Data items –

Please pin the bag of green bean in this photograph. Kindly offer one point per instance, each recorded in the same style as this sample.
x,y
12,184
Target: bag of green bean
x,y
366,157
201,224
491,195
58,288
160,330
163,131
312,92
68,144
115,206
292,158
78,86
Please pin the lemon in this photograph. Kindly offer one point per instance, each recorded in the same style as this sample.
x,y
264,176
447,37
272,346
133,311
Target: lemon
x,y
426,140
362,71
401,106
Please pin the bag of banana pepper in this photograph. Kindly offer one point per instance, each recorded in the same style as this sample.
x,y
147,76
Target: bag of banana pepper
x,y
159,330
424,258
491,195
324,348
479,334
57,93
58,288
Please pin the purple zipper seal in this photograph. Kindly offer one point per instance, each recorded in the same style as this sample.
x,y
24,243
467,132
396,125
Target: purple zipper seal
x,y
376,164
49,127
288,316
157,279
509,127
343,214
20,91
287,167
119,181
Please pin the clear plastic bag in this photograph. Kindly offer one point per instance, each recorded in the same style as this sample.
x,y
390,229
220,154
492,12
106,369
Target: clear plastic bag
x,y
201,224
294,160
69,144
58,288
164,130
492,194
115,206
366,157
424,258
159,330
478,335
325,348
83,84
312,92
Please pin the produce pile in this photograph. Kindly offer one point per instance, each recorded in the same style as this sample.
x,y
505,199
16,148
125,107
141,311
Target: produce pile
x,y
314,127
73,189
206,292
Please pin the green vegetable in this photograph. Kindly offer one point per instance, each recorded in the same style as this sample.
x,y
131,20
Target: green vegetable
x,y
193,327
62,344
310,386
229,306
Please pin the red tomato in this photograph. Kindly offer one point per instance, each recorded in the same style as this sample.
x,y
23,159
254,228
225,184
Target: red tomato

Short task –
Write each line above out exactly.

Task solution –
Please pin the bag of green bean in this photograph. Kindly offer one point per instance, each recorded in the same style as this sample.
x,y
12,184
Target: bag of green bean
x,y
366,157
201,224
491,195
58,288
160,330
163,131
312,92
68,144
115,206
292,158
78,86
Please pin the lemon in this photograph. Kindly offer one point per instance, each recorded in the same style as this sample.
x,y
264,176
447,37
272,346
133,311
Target: lemon
x,y
426,140
362,71
401,106
Please pin the bag of banana pepper in this photograph. Kindly offer one point per instance, each recorded in the same style as this sample.
x,y
147,76
Target: bag of banana pepper
x,y
159,330
424,258
491,195
324,348
479,334
57,93
58,288
Please pin the purple zipper seal in this photograph. Kindly offer one point per instance, each recorded in the same style as this sample.
x,y
24,243
467,132
396,125
Target: purple zipper seal
x,y
376,164
49,127
288,316
157,279
509,127
343,214
20,91
287,167
119,181
Please pin the clear plastic bag in this photograph. Kindly offer one point per instance, each recorded in the same style as this sample.
x,y
390,229
220,154
492,12
106,369
Target: clear plastic bag
x,y
201,224
294,160
69,144
58,288
164,130
492,194
115,206
366,157
424,258
159,330
478,335
325,348
83,84
312,92
Please pin the produce pile in this photograph. Kindly offer one point per instance, each recorded in the same style as this sample.
x,y
505,199
16,148
125,107
141,311
Target: produce pile
x,y
314,127
73,189
206,292
Please pin the green vegetable in this photograph. Kindly offer one point per instance, each recorded in the same style as this sample.
x,y
131,20
Target: green vegetable
x,y
193,327
62,344
310,386
229,306
Please pin the red tomato in this photograph. Kindly offer one point per instance, each recorded in the same style as this sample.
x,y
23,159
254,228
225,184
Target: red tomato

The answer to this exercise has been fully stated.